%%

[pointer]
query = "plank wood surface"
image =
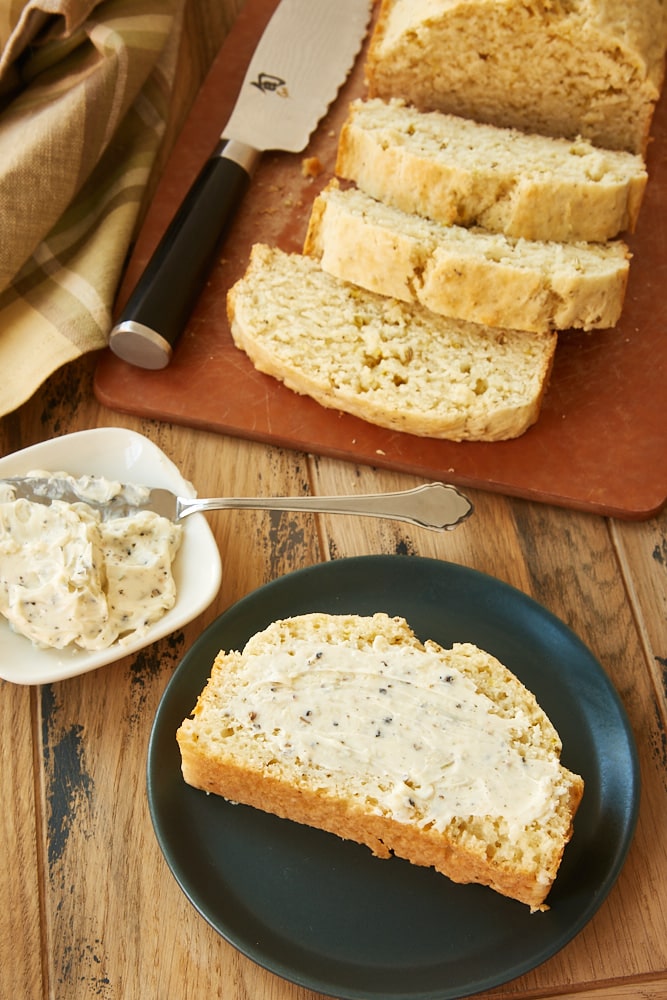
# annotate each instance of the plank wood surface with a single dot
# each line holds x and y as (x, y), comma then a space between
(89, 906)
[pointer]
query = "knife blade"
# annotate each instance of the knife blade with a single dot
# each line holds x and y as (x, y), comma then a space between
(303, 57)
(438, 506)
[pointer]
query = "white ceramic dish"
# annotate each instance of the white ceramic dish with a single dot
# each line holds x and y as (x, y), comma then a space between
(124, 455)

%%

#### Set exercise:
Put each line of the records above into a Markdown table with the columns Row and Line, numbering the rows and skipping any blank lines. Leave the pictures out.

#### Full output:
| Row | Line |
|---|---|
| 1 | [pointer] |
| 2 | query = "plank wood surface" |
| 3 | image = |
| 4 | # annotate each instance of the plank wood surface with a single dot |
| 5 | # each line holds x and y as (x, y), comma then a space between |
| 6 | (89, 906) |
| 7 | [pointer] |
| 8 | query = "knife blade" |
| 9 | # annotate each instance of the knife blade with a single dot |
| 10 | # each line holds x and y as (x, y), comma then a space between |
| 11 | (303, 57) |
| 12 | (438, 506) |
| 13 | [pointer] |
| 14 | query = "white ceramic dish" |
| 15 | # annotate each instance of the white ceramic dish with a single dot |
| 16 | # each line holds x and y as (x, y), comma then a space between |
| 17 | (124, 455) |